* [WHAT THE EXERCISE ASKS]
Gather every line below that contains the word "wooden" and copy each one in full.
****************
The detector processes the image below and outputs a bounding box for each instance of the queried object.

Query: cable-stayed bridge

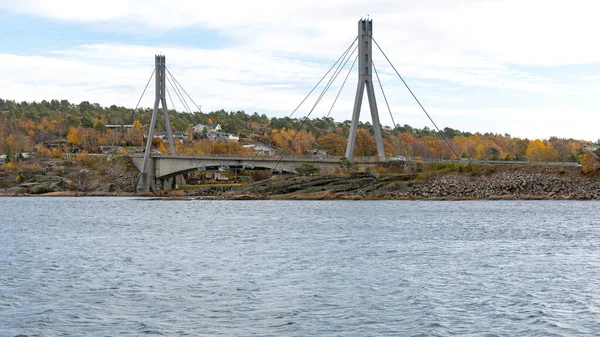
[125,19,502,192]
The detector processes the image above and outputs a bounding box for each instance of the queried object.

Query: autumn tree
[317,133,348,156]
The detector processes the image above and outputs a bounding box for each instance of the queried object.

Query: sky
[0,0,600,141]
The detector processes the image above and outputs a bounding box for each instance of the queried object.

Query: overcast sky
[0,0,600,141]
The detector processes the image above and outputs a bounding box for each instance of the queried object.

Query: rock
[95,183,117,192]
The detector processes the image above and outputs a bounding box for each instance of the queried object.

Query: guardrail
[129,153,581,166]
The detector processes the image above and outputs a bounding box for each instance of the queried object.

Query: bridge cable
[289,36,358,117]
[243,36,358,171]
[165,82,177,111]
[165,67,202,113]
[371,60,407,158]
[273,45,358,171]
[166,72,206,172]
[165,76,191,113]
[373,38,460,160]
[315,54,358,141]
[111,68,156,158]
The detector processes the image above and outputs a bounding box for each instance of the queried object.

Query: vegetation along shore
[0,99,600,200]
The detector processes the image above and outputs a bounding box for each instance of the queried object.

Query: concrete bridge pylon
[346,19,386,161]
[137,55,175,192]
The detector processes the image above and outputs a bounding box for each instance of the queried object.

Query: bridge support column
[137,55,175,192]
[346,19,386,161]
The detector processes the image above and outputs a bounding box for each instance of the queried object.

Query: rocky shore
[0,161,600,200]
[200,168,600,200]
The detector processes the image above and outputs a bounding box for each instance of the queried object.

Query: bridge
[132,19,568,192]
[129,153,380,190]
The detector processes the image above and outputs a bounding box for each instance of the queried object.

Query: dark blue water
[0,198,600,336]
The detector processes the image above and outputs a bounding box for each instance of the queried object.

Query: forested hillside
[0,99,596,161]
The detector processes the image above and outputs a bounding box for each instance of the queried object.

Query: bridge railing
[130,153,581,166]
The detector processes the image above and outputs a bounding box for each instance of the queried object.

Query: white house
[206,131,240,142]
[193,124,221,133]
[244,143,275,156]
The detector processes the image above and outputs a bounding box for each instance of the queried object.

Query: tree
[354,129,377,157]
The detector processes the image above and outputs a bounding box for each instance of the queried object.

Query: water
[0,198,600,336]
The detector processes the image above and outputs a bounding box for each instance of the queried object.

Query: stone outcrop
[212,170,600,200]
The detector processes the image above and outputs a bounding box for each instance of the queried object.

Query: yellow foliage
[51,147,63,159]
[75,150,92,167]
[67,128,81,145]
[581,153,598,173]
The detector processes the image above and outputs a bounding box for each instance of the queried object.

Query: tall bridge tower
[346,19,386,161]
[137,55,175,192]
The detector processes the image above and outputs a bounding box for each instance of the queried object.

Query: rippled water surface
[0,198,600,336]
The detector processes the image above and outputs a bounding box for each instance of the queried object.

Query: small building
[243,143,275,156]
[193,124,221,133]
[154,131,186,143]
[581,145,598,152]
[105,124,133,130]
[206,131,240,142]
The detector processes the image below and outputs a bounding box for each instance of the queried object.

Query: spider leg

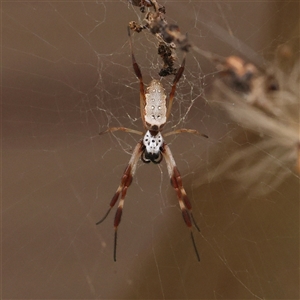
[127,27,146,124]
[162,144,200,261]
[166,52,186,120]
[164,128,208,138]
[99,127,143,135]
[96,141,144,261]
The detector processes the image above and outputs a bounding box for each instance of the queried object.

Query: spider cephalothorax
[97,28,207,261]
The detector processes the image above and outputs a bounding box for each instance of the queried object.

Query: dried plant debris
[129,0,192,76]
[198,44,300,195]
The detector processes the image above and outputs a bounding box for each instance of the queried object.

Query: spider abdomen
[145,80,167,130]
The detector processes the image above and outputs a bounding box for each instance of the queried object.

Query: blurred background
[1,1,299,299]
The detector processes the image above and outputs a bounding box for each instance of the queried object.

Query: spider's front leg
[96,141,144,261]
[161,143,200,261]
****************
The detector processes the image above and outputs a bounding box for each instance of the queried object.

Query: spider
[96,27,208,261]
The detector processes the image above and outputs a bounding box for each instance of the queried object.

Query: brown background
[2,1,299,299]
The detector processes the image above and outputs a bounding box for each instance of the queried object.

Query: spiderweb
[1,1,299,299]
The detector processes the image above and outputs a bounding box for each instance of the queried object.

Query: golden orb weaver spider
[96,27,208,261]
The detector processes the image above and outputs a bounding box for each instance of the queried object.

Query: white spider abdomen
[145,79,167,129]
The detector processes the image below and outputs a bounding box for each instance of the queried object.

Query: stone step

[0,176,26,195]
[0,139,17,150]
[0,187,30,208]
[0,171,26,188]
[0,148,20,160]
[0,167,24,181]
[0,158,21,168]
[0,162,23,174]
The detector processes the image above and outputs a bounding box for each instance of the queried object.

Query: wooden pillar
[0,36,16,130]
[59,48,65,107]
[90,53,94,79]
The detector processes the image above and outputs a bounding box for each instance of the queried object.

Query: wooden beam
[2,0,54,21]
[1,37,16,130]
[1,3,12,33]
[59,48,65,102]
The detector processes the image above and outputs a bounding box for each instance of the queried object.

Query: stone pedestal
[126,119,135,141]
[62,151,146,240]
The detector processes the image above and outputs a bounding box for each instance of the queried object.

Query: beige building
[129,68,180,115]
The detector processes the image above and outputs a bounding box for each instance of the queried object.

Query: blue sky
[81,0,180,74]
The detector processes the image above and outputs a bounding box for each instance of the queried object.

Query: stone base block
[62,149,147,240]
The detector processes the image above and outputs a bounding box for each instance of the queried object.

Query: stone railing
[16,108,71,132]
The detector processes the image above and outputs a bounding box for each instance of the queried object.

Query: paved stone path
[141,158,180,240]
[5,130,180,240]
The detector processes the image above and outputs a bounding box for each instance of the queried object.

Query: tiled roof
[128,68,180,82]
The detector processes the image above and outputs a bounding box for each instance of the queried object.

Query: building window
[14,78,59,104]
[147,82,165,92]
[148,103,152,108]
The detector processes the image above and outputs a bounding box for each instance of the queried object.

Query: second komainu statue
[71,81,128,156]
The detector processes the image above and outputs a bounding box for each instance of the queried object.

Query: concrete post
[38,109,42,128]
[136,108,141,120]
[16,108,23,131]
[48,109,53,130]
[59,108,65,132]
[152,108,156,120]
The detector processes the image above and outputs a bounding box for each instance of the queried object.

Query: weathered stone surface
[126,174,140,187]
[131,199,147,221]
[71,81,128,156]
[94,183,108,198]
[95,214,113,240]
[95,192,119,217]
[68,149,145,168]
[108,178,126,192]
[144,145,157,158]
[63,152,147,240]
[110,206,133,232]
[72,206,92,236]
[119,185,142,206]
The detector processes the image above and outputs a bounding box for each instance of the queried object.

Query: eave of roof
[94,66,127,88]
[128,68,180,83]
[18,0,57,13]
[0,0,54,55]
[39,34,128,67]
****************
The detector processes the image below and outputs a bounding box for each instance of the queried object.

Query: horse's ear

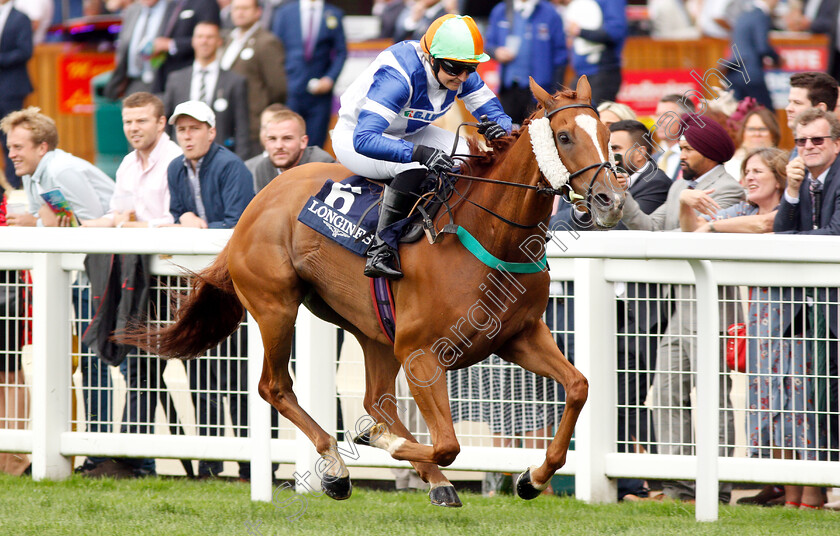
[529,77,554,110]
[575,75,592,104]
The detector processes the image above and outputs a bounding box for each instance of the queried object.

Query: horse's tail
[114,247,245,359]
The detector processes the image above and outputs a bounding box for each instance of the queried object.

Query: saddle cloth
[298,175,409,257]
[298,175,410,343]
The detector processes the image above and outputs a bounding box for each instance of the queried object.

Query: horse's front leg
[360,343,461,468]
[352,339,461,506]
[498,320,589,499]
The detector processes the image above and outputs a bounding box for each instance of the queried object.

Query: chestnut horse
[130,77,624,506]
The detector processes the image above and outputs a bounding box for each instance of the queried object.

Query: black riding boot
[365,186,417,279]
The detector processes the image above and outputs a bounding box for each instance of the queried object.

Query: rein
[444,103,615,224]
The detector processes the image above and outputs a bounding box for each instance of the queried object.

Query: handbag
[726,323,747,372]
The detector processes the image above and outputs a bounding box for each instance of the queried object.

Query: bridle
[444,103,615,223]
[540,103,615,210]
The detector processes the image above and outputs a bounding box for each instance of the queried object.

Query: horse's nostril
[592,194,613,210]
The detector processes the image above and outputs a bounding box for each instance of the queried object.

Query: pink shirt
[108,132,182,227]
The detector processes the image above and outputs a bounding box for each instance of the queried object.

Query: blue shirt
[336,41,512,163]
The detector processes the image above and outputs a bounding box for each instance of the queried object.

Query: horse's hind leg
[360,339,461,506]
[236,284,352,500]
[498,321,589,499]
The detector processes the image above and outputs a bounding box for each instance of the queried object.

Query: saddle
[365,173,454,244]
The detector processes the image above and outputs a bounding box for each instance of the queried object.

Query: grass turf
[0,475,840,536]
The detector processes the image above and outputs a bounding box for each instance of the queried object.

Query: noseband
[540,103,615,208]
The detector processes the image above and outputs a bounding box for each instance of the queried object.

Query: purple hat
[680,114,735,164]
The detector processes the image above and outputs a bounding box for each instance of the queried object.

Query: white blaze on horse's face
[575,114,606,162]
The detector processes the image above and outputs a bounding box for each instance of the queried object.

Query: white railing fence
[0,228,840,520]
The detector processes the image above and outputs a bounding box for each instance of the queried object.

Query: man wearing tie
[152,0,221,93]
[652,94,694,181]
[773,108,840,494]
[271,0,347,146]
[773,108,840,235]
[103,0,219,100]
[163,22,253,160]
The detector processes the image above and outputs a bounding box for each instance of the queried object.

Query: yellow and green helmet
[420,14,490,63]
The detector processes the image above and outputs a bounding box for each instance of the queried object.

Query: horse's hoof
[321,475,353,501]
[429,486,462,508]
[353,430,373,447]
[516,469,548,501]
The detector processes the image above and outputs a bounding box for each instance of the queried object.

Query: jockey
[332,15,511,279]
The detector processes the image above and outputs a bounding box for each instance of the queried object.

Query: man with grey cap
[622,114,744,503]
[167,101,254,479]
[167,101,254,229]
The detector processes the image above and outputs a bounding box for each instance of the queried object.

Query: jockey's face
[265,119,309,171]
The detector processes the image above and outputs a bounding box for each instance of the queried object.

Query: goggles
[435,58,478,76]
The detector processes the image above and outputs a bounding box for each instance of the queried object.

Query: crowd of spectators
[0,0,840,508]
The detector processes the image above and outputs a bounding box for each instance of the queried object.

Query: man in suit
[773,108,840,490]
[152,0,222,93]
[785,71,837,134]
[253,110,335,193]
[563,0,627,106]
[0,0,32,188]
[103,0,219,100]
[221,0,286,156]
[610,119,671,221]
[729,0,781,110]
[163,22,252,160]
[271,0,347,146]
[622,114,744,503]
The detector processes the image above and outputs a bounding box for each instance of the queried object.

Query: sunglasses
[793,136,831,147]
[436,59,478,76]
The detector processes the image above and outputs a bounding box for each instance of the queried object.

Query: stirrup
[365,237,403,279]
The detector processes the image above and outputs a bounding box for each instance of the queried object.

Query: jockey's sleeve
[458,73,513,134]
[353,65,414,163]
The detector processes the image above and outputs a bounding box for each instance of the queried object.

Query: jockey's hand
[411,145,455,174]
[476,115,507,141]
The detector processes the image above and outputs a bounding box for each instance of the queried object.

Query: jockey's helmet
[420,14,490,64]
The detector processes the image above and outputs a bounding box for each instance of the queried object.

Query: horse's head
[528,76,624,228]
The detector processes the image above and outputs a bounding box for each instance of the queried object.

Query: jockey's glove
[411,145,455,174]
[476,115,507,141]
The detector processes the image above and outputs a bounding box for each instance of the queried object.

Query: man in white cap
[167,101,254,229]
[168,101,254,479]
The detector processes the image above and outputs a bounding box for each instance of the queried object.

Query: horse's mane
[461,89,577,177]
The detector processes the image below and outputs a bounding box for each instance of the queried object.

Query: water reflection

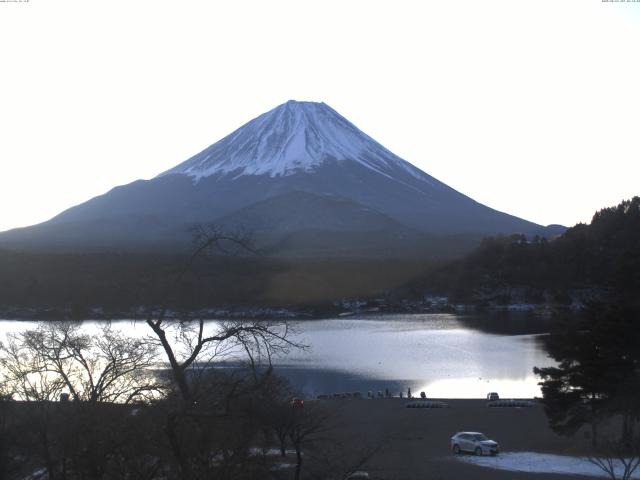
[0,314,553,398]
****************
* [THE RESPONSE]
Query: wooden pillar
Query: wooden beam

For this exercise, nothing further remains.